= EXERCISE GOAL =
The lines to be copied run from the one containing "Find the cyclist in blue" to the end of the material below; reproduce them exactly, including both ends, and nothing more.

══ GIVEN DATA

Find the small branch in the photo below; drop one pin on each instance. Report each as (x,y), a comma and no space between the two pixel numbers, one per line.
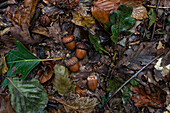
(50,59)
(53,98)
(159,7)
(132,77)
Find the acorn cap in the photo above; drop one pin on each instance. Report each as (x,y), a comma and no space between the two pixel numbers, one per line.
(82,46)
(68,39)
(71,61)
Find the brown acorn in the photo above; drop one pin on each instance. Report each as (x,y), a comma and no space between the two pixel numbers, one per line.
(45,20)
(69,42)
(92,82)
(73,64)
(81,50)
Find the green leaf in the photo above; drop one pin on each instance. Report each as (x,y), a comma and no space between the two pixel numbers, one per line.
(128,22)
(107,25)
(115,35)
(20,61)
(125,11)
(62,83)
(95,40)
(27,96)
(152,16)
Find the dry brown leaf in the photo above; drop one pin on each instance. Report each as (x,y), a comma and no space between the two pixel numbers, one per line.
(101,9)
(82,18)
(83,104)
(47,73)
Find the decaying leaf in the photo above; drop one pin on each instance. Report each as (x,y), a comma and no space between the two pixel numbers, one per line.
(81,92)
(101,9)
(152,96)
(21,17)
(47,73)
(162,67)
(69,4)
(139,11)
(83,104)
(21,63)
(126,91)
(82,18)
(62,83)
(27,96)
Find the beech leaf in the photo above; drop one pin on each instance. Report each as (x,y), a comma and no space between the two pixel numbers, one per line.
(20,61)
(27,96)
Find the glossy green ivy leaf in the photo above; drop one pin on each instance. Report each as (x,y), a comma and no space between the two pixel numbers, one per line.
(152,16)
(121,21)
(62,83)
(20,61)
(107,25)
(27,96)
(95,40)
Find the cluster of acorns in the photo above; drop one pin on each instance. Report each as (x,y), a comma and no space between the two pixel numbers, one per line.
(73,64)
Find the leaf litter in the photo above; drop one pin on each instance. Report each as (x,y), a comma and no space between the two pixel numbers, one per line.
(112,60)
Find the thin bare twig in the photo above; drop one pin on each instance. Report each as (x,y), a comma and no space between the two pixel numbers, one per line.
(53,98)
(154,27)
(132,77)
(160,7)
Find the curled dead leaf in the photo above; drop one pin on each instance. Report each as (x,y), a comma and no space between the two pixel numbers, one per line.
(101,9)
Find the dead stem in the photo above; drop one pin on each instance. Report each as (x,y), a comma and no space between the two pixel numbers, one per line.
(53,98)
(132,77)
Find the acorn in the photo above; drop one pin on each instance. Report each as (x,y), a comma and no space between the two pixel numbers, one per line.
(81,50)
(69,42)
(45,20)
(73,64)
(92,82)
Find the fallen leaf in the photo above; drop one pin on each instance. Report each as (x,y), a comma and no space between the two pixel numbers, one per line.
(47,73)
(23,63)
(69,4)
(27,96)
(81,92)
(62,83)
(83,104)
(162,67)
(139,11)
(152,96)
(81,17)
(101,9)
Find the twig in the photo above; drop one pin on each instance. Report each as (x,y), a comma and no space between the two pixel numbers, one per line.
(132,77)
(154,27)
(50,59)
(160,7)
(53,98)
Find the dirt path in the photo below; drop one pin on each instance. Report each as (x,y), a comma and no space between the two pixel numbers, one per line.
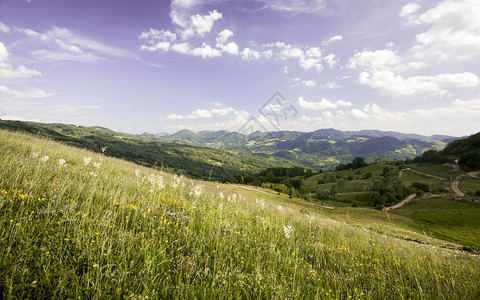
(273,194)
(398,205)
(418,172)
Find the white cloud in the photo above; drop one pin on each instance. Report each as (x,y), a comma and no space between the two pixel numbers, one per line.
(8,93)
(200,25)
(63,44)
(307,83)
(332,40)
(388,84)
(321,105)
(206,51)
(331,85)
(175,117)
(379,59)
(182,48)
(202,113)
(296,6)
(331,60)
(157,39)
(223,36)
(4,28)
(409,9)
(230,48)
(454,31)
(314,52)
(249,54)
(206,113)
(7,71)
(343,103)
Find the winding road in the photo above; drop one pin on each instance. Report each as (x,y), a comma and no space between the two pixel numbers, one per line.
(400,204)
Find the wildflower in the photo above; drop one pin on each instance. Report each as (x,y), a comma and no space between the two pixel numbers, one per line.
(87,160)
(288,229)
(196,191)
(310,219)
(261,202)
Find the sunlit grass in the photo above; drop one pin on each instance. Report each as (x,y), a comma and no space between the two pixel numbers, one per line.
(112,229)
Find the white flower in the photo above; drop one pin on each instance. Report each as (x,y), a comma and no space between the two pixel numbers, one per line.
(156,181)
(288,229)
(261,202)
(310,219)
(196,191)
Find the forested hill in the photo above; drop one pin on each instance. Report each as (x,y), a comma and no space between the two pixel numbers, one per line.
(194,161)
(321,149)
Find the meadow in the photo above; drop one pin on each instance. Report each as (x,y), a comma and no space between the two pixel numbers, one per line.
(78,224)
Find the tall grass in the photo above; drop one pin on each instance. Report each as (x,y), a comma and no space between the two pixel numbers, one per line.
(117,230)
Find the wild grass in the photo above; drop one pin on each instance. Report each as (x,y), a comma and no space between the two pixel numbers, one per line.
(112,229)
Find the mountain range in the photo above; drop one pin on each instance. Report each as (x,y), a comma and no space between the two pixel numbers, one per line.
(320,149)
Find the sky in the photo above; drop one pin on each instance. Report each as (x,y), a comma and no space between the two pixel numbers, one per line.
(159,66)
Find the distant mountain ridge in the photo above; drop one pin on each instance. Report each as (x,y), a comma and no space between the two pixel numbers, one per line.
(320,149)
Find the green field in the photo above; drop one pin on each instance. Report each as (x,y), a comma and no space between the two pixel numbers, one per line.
(82,225)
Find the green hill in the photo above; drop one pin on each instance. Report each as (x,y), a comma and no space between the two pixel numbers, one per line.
(78,224)
(194,161)
(321,149)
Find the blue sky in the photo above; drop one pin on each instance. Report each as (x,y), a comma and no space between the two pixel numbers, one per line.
(161,66)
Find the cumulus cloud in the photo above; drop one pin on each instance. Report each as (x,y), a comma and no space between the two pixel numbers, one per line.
(388,84)
(307,83)
(223,36)
(8,93)
(7,71)
(379,59)
(454,31)
(332,40)
(323,104)
(409,9)
(206,51)
(175,117)
(200,25)
(296,6)
(63,44)
(205,113)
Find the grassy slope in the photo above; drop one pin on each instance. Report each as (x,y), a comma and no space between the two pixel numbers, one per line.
(83,231)
(196,162)
(442,217)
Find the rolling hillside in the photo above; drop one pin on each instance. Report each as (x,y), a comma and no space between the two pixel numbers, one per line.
(194,161)
(79,224)
(321,149)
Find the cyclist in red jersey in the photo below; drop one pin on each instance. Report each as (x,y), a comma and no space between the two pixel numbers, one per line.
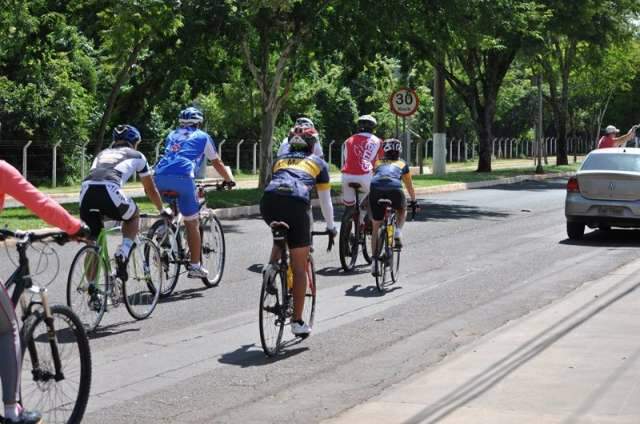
(13,184)
(360,152)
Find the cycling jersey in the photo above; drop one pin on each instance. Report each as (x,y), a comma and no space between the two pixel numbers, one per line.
(184,150)
(295,174)
(359,153)
(116,165)
(387,174)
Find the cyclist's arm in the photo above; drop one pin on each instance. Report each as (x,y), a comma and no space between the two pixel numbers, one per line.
(151,191)
(408,183)
(14,184)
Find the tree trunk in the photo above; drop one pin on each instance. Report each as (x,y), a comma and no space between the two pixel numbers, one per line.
(121,78)
(266,146)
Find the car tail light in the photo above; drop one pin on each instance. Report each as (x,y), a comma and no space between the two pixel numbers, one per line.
(572,185)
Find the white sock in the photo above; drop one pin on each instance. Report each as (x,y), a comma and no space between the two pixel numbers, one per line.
(12,412)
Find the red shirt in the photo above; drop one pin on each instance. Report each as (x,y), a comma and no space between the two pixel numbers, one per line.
(360,151)
(607,141)
(13,184)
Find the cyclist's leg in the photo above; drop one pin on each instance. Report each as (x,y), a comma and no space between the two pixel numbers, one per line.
(10,355)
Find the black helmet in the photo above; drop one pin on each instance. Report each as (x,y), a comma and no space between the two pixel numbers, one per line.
(366,123)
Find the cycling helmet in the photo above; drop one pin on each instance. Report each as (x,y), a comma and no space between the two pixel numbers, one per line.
(191,116)
(392,148)
(302,139)
(366,123)
(126,133)
(304,122)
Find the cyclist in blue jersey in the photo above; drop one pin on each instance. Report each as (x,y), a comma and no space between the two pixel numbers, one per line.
(287,199)
(185,148)
(388,175)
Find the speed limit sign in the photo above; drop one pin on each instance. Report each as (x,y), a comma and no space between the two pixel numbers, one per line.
(404,102)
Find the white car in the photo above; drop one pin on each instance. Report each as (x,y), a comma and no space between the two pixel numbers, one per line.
(605,192)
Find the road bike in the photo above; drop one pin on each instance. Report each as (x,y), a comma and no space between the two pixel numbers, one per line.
(96,282)
(170,236)
(276,293)
(388,254)
(56,366)
(354,234)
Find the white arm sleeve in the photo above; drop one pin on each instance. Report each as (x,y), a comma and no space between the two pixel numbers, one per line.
(326,207)
(210,151)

════

= RIGHT ANSWER =
Find the cyclist in blue jersey in the photo above; drop one pin on each instance. Report each as (x,y), a comma and no space between the two pixel numbers, one per line.
(287,199)
(185,148)
(388,175)
Find the speed limit sign in the photo above; drop one pin on each instance. Report each as (x,y), a comma and no space between the two pixel numbers, one per line.
(404,102)
Find the white car in the photo above; drop one pin on each instance. Report each as (x,y), a comma and no space between the two pixel numbers, one per line.
(605,192)
Find the road bike in the photo above; drop one pin on each instance. Report each as (x,y), a comma and no space between the two pixel numbers, one per line.
(96,282)
(170,236)
(276,293)
(388,254)
(56,366)
(354,234)
Find the white arm sleeve in the photo above; drop one pin on each instance. Report each as (x,y), a comma and no space between the two pixel numbers, one per line.
(326,207)
(210,151)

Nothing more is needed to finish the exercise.